Post by The Annoyed Man »

Abraham wrote:Thanks TAM, but you're post doesn't address my question...why do the remaining there, STAY there?

Gorgeous geography doesn't explain remaining in a fascist state or does it?

Are the remaining all fascists, super duper, PC fanatics?

Forgive my rant please...

I'm terribly frustrated as to why people are so deluded as to be part of a disgusting state bunch of fascists.

P.S. I'm sure not all are so. Especially the inland. Maybe a fund for helping the refugees of this fascist state come to freedom, instead of Syrian questionables...?
That answer is a little simplistic........

I came here with my job, so it was easy to make the transition. I sold a home in Pasadena in 2006, right at the height of a real estate bubble (it burst just two weeks after I sold), for more than 3 times what I had paid for it in 1999. It was crazy, but I'm not going to turn down a profit like that. But I arrived here cash-rich and already had a job here. So I paid cash for my house, and everything was an upside.

But, jobs aside, for those people who were still there just 3 weeks after I left, who might have been inclined to leave if they could, all of a sudden they were upside down in their mortgages and couldn't afford to sell, even if they had employment opportunities here (or anywhere else outside of California for that matter). So that alone is a big stumbling block.

PROVIDED MATERIAL ->

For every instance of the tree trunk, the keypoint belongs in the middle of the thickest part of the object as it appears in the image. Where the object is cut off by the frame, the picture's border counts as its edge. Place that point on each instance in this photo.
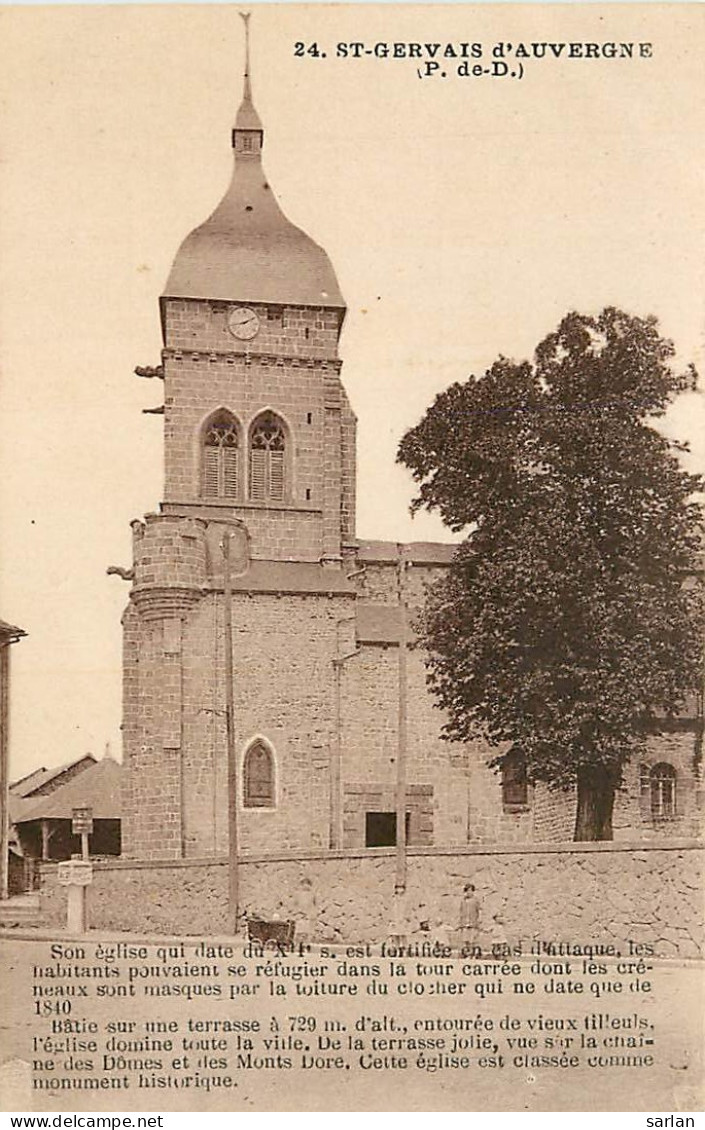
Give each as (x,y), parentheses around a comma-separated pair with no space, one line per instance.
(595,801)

SHORT EXERCISE -> Please say in which year the author of the forum post sold the home in Pasadena. The listing has nothing to do with the forum post.

FINAL RESULT -> 2006